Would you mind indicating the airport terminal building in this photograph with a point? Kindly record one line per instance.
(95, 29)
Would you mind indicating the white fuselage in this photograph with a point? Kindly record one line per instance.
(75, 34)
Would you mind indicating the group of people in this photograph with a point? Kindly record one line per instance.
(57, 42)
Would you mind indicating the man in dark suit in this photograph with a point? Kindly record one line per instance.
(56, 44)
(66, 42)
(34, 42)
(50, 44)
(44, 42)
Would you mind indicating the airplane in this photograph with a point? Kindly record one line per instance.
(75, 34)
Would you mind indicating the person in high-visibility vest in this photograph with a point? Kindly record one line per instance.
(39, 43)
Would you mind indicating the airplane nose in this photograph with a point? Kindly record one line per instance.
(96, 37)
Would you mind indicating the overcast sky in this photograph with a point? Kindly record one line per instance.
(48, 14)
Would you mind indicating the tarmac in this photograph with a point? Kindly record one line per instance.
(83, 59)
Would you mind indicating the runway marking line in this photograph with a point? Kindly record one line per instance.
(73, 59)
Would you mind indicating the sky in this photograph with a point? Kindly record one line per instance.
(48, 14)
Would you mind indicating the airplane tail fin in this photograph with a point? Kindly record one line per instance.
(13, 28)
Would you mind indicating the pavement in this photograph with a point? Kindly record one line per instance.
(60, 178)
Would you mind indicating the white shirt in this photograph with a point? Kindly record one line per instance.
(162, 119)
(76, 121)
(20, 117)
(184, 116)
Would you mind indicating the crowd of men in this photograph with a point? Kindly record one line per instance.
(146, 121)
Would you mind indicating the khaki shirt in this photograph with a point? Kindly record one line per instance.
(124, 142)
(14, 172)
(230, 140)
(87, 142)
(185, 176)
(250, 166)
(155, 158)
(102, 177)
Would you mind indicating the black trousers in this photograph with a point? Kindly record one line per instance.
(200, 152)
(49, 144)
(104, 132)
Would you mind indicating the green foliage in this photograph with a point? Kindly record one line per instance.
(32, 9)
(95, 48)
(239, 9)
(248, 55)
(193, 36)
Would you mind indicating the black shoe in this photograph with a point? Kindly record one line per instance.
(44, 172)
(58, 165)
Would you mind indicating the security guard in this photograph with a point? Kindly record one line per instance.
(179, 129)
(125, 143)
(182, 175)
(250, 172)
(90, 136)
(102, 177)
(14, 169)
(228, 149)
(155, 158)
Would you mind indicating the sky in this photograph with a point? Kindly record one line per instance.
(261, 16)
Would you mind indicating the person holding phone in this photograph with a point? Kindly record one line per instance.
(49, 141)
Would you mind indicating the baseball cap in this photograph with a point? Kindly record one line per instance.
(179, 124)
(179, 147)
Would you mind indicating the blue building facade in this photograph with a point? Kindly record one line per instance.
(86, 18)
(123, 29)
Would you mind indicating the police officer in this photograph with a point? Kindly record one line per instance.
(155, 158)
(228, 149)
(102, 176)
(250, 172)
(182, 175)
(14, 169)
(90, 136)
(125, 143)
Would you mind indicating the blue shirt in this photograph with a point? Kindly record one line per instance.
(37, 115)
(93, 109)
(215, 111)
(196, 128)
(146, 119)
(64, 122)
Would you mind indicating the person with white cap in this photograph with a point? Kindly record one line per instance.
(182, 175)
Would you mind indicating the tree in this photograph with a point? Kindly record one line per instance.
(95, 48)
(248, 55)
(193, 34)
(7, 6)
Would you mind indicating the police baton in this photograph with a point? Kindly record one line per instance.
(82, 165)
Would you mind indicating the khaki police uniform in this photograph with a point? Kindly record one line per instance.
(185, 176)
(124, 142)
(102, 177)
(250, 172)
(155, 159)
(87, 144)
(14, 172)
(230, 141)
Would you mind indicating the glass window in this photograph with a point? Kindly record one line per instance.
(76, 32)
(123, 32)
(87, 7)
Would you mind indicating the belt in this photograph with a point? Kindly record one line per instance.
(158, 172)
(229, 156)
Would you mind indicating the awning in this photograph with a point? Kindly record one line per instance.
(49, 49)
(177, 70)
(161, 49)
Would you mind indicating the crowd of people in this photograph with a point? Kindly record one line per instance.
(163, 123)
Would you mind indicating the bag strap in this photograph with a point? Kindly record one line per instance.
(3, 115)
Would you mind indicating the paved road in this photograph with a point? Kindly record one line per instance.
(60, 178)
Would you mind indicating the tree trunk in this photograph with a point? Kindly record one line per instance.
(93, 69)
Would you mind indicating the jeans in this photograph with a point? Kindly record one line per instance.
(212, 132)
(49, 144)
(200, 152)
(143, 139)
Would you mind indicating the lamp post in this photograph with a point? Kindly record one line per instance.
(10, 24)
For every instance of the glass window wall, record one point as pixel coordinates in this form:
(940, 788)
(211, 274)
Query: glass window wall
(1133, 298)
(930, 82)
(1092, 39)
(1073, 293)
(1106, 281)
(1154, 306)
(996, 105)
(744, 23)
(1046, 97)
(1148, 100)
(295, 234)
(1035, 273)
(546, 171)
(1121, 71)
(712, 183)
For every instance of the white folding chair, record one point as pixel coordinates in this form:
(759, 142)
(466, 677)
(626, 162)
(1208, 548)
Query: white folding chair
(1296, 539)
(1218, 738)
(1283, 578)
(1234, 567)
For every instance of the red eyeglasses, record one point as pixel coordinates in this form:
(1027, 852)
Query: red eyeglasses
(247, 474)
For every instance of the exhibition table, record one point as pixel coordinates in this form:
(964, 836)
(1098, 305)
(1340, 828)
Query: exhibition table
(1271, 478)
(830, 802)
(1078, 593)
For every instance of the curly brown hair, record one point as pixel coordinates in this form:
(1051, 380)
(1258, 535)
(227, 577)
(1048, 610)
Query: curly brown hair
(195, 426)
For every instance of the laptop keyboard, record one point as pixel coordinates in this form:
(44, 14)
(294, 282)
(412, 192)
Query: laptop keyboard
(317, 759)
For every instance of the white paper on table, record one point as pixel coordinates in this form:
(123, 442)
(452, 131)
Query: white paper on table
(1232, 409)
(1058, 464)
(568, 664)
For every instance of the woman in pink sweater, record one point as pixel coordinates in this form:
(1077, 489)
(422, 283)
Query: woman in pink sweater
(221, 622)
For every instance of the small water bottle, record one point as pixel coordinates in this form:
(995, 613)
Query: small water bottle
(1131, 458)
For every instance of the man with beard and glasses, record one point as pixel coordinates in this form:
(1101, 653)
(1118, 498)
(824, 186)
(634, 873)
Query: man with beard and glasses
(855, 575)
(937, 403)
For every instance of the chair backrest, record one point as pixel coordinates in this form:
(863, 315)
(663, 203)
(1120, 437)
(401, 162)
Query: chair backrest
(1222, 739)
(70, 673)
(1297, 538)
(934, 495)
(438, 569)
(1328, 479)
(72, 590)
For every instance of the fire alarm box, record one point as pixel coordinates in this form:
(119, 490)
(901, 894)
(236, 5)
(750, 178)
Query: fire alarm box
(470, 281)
::::::::
> [Your objective]: Could you format the lines of the records above as a numbered list, beginning at the line that contains "For every instance of the glass" and stopping after the line that contains "(1131, 458)", with any blank lines left out and nothing else included?

> [Problem solution]:
1. For every instance of the glass window wall, record one point as pixel coordinates in this form:
2. (940, 788)
3. (211, 274)
4. Query: glass window wall
5. (1133, 298)
6. (930, 82)
7. (1092, 39)
8. (1073, 293)
9. (1106, 281)
10. (1154, 306)
11. (996, 105)
12. (744, 23)
13. (1046, 97)
14. (1148, 100)
15. (295, 234)
16. (1035, 273)
17. (546, 171)
18. (1121, 71)
19. (712, 183)
20. For every instance of the white folding chair, record one point as pixel coordinates in this form:
21. (759, 142)
22. (466, 677)
23. (626, 162)
24. (1208, 548)
25. Query: white folding chair
26. (1296, 539)
27. (1218, 738)
28. (1283, 578)
29. (1234, 567)
30. For every instance of the red eyeglasses, record one point as pixel coordinates in this form:
31. (1027, 852)
32. Query: red eyeglasses
33. (247, 474)
34. For every instance of the exhibition table, record one point as pixel coordinates in this form:
35. (964, 836)
36. (1098, 305)
37. (1340, 828)
38. Query: exhibition table
39. (1271, 478)
40. (830, 802)
41. (1078, 593)
42. For every instance of the curly brown hair, record one point as pixel coordinates in this form:
43. (1051, 380)
44. (1258, 535)
45. (227, 577)
46. (1048, 610)
47. Query: curly brown hair
48. (195, 426)
49. For every instance of the laptop keyboard, record one point as pixel coordinates in this form:
50. (44, 14)
51. (294, 282)
52. (412, 192)
53. Query: laptop keyboard
54. (317, 759)
55. For every instance of the white paper on table, record one point as pixel coordinates in this form:
56. (123, 442)
57. (452, 131)
58. Query: white paper on table
59. (1232, 409)
60. (1058, 464)
61. (568, 664)
62. For every instance of the woman in pink sweater, record one point as pixel coordinates in this form:
63. (1077, 489)
64. (422, 283)
65. Query: woman in pink sweater
66. (221, 622)
67. For every instance of the small water bottle, record one point as pixel coordinates in this form:
68. (995, 613)
69. Query: small water bottle
70. (1131, 458)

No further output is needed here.